**TASK STATEMENT:** Extract each line in the entries below that contains the word "truck", and copy every such line in full.

**SUPPLIED INFORMATION:**

>> begin

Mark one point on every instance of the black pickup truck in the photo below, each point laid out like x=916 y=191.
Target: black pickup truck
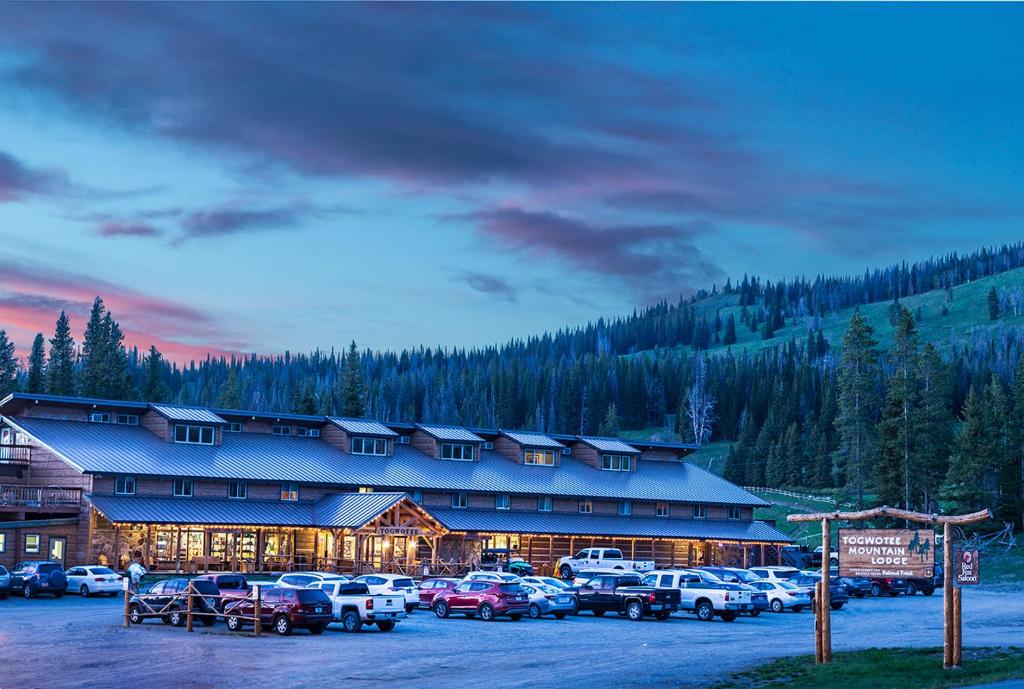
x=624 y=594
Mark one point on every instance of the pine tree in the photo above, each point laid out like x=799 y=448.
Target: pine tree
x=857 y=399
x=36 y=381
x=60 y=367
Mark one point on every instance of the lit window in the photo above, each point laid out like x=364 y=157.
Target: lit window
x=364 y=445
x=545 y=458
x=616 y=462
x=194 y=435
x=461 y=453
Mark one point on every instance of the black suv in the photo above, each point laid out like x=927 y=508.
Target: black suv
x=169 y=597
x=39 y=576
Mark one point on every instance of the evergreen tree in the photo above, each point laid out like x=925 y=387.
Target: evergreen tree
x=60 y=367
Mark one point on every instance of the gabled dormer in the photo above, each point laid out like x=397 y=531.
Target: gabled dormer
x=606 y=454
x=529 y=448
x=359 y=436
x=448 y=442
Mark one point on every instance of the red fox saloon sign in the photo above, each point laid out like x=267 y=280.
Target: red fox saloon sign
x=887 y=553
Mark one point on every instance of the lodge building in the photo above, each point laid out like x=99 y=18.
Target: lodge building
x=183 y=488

>> end
>> begin

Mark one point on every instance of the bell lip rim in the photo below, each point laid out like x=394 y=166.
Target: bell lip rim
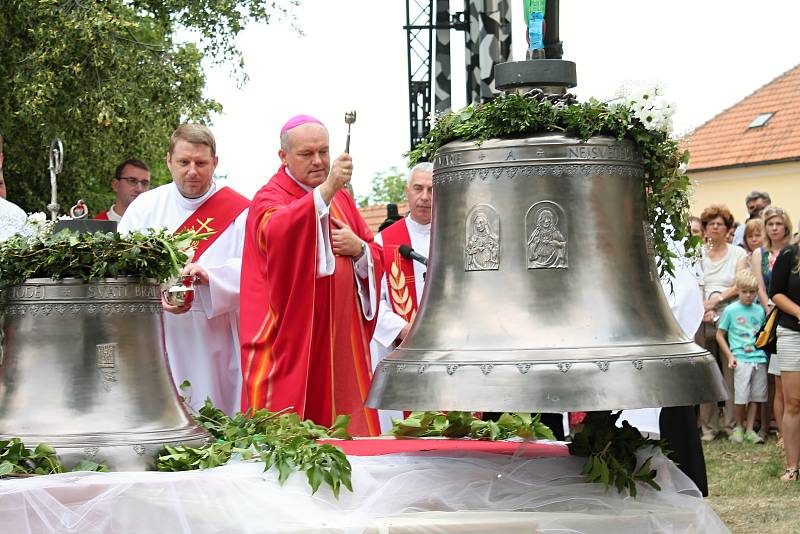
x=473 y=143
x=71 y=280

>> end

**FINISHED EXERCISE:**
Mark one point on every instance of the black pickup truck in the photo below, each point laid out like x=916 y=191.
Target: black pickup truck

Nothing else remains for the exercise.